But that's about to change. In its ongoing efforts to create the “medical school of the future,” the American Medical Association unveiled a third area of study for new doctors that it hopes all schools will embrace.

Health system science courses will be added to AMA medical schools, in addition to the existing pillars of basic and clinical sciences.

“Emerging technologies are changing the world and practice of medicine. Yet the way we train and educate new doctors hasn’t changed that much,” AMA CEO James L. Madara, M.D., said during a conference call Tuesday with news reporters to announce the organization's plans.

As part of the initiative, the AMA collaborated with its 32-school consortium to develop a “Health Systems Science” textbook that will focus on value in healthcare, patient safety, quality improvement, teamwork and team science, leadership, clinical informatics, population health, socioecological determinants of health, healthcare policy and healthcare economics.

Medical schools within the consortium, such as the Penn State College of Medicine, have already introduced the new area of study into their curriculum, and the AMA hopes schools throughout the nation will do the same.

Stored items from a collection
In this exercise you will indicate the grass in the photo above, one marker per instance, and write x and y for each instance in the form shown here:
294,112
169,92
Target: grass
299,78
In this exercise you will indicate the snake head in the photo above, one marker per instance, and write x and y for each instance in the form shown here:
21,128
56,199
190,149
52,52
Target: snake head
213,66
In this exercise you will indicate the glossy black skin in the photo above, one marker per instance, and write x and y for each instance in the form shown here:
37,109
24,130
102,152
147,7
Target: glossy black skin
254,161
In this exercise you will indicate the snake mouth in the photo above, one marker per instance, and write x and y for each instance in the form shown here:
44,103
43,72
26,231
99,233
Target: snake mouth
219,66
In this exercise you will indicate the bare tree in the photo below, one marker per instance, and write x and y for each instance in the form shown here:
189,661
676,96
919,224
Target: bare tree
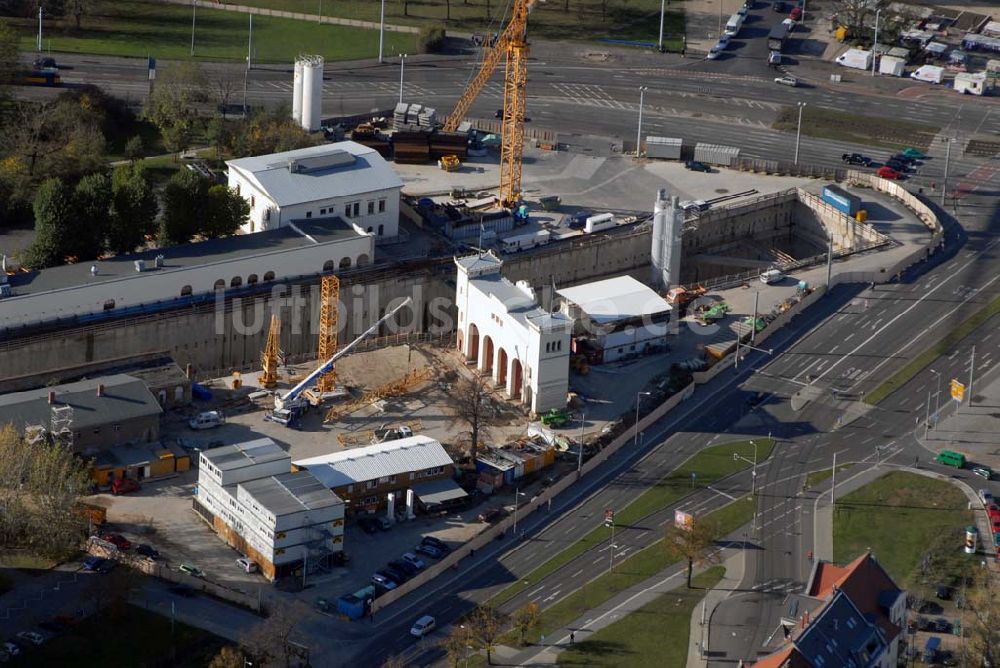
694,543
473,405
268,643
485,624
526,618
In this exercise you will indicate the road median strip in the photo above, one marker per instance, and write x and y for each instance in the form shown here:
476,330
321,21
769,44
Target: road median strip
927,357
708,466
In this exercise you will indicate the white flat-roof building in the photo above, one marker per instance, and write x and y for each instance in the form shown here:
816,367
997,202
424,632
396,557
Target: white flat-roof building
617,317
282,520
345,179
503,330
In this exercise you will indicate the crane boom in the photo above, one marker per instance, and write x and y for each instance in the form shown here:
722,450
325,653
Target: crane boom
512,44
293,394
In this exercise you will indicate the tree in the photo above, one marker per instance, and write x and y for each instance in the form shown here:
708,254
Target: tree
184,201
225,212
485,624
133,209
228,657
268,642
526,618
39,484
92,200
55,222
133,148
472,404
695,543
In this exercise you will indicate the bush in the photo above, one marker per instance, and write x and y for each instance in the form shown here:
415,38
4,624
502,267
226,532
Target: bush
431,40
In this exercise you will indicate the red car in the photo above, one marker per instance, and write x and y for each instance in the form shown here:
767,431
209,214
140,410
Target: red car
124,486
116,539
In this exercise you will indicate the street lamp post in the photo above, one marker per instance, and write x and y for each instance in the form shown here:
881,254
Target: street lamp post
194,14
635,439
517,495
638,132
878,13
798,130
402,64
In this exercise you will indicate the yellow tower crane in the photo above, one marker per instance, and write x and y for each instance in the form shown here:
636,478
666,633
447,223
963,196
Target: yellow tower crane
269,358
329,314
513,44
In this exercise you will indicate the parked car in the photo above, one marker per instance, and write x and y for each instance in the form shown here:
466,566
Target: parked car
856,159
413,559
247,565
423,626
147,551
886,172
32,637
124,486
436,542
491,515
406,567
192,570
118,540
429,550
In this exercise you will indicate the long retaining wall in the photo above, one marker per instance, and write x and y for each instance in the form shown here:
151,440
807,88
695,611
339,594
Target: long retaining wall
453,560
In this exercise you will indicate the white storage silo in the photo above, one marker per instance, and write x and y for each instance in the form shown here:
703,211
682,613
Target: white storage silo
312,93
297,91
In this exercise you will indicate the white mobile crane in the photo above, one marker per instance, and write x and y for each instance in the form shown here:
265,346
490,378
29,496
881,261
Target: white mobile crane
287,406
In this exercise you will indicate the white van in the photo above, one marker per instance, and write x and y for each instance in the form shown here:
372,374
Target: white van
772,276
207,420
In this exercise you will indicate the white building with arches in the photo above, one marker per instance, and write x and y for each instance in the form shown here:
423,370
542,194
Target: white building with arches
344,179
503,331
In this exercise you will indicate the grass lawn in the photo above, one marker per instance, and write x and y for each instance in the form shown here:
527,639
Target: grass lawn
655,635
142,28
816,477
899,516
709,465
136,638
628,573
918,363
625,19
890,133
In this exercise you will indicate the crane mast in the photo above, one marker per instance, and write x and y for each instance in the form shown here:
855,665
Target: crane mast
511,44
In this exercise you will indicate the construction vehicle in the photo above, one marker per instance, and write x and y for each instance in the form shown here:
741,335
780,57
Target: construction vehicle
707,314
449,163
288,406
680,298
512,45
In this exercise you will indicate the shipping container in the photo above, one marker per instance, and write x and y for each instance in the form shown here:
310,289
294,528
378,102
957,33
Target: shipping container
841,200
715,154
602,221
665,148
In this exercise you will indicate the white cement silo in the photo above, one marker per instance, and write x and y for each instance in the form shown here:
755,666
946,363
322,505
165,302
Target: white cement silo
297,91
312,93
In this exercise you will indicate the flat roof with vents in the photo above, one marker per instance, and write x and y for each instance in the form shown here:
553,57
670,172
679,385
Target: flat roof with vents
356,465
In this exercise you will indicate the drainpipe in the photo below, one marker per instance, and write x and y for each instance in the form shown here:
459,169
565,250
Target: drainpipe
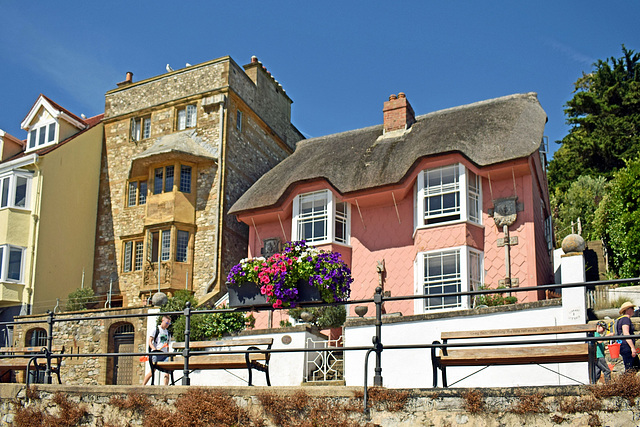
35,219
219,189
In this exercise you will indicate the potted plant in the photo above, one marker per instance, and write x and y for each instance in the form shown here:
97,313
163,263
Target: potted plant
294,275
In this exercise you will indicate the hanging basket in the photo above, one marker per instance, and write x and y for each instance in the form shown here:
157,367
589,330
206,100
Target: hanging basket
614,350
307,293
245,295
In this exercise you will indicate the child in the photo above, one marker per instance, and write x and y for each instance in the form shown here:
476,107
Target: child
601,361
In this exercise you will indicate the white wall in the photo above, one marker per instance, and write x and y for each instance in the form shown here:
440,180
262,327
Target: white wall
630,293
412,368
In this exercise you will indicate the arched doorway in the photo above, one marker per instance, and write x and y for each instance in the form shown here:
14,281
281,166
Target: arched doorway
122,336
36,338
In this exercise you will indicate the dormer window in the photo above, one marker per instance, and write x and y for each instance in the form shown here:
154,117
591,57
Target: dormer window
447,194
187,117
42,135
319,217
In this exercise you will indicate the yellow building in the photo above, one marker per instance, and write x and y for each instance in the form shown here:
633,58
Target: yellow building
48,204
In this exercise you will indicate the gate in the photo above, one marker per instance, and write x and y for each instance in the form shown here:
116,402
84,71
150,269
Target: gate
123,365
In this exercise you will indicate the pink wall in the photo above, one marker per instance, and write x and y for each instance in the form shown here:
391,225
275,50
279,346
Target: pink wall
382,229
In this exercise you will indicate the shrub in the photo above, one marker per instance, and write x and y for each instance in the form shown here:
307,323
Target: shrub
323,317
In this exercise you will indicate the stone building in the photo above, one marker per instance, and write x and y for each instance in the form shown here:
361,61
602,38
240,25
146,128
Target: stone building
180,148
49,193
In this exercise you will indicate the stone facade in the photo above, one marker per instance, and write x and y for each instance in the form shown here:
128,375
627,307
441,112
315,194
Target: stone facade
135,406
227,126
90,333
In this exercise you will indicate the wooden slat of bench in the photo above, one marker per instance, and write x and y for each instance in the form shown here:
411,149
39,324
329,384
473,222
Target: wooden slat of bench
215,361
54,349
491,333
225,343
516,355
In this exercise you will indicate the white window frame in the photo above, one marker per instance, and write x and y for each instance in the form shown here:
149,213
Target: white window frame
4,263
329,216
467,194
140,128
41,132
469,260
187,117
132,255
11,192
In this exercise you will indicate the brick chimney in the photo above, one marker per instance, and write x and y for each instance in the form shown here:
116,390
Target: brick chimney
398,113
127,81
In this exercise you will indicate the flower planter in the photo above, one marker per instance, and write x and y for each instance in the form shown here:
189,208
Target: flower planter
247,294
307,293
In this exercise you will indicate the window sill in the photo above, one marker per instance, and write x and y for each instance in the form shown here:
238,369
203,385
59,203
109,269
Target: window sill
16,208
446,224
327,242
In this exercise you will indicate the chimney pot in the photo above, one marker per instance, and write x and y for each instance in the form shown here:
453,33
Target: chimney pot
398,113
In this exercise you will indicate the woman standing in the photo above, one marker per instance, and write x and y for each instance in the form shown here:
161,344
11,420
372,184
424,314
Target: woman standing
628,346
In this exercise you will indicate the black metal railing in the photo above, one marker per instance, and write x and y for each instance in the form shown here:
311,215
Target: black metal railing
377,346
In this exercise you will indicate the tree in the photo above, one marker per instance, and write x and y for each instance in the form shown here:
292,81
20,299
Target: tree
604,115
618,220
580,201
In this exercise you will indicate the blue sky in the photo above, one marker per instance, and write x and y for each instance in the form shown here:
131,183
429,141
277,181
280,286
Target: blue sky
338,61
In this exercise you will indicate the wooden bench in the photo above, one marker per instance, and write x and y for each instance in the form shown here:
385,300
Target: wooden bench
30,359
521,355
250,361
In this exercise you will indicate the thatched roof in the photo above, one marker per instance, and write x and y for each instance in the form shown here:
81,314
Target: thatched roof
486,132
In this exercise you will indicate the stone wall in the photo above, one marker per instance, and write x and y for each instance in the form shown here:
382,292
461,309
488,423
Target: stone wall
91,334
133,406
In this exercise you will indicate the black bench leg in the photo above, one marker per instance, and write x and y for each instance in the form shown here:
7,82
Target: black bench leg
444,376
435,364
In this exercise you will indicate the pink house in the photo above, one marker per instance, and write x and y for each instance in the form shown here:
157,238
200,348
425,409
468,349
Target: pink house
432,196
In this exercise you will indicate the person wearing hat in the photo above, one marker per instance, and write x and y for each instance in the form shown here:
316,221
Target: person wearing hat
601,362
628,346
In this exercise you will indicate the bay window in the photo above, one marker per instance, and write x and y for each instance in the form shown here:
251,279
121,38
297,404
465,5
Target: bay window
133,256
447,271
14,190
318,217
447,194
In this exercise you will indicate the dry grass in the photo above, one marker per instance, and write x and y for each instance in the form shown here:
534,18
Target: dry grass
69,414
473,401
302,410
626,385
573,405
134,401
199,407
530,403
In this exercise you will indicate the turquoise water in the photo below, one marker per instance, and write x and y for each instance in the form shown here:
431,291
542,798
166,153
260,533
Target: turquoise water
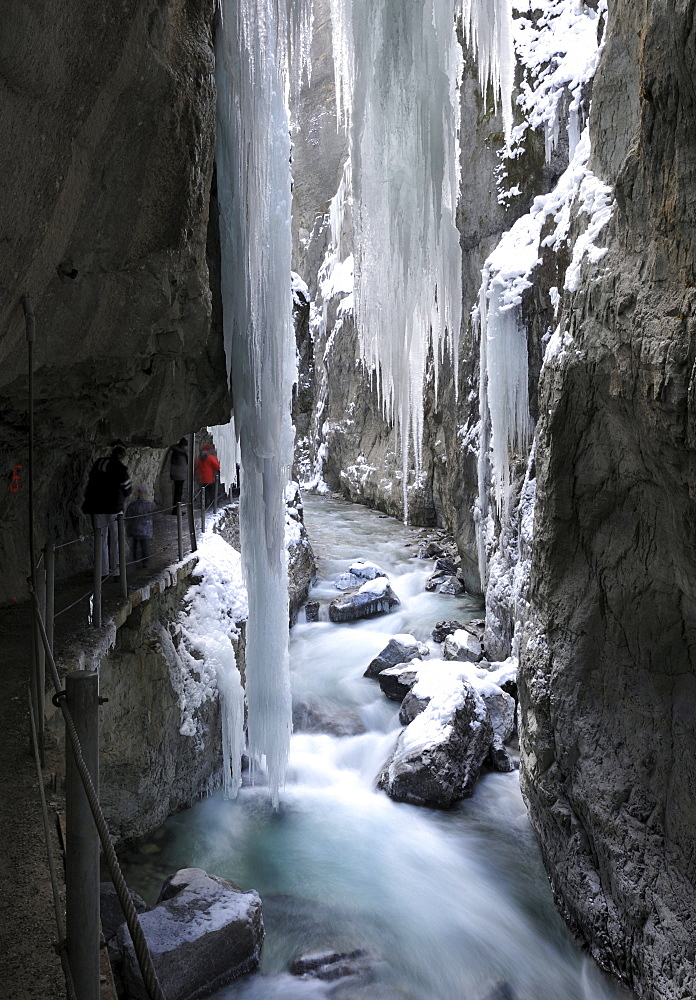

# Apply what you read:
a – Decide whether each statement agrees with the passage about the AMA's medical school initiative: (i) the AMA's consortium is made up of 32 schools; (ii) health system science courses will replace the clinical sciences; (iii) Madara spoke during a conference call with news reporters on Tuesday. Answer yes or no for each one, and quote the deciding words of the passage.
b – List every area of study that the passage about the AMA's medical school initiative names for new doctors, including the existing ones and the new one.
c – Pick up the passage about the AMA's medical school initiative after its final sentence and keep writing.

# Answers by item:
a –
(i) Yes: "its 32-school consortium"
(ii) No: "in addition to the existing pillars of basic and clinical sciences"
(iii) Yes: "said during a conference call Tuesday with news reporters"

b – Basic sciences, clinical sciences, health system science

c –
New doctors are graduating without the skills they need to function and navigate the system and practice successfully, said Jeffrey Borkan, M.D., assistant dean for Primary Care-Population Medicine Program Planning at the Warren Alpert Medical School of Brown University. They have no knowledge of what volume to value means or how to implement it.

“There has been an enormous amount of material developed over the past 100 years that are not covered in basic and clinical sciences,” he said.

Ultimately, by incorporating health system sciences into medical school education, Borkan said new doctors will be better able to achieve the Quardruple Aim--providing better care, improving population health, lowering healthcare costs and providing a better work-life balance for clinicians. “It will help reduce physician burnout and get the joy back in practicing medicine,” he said.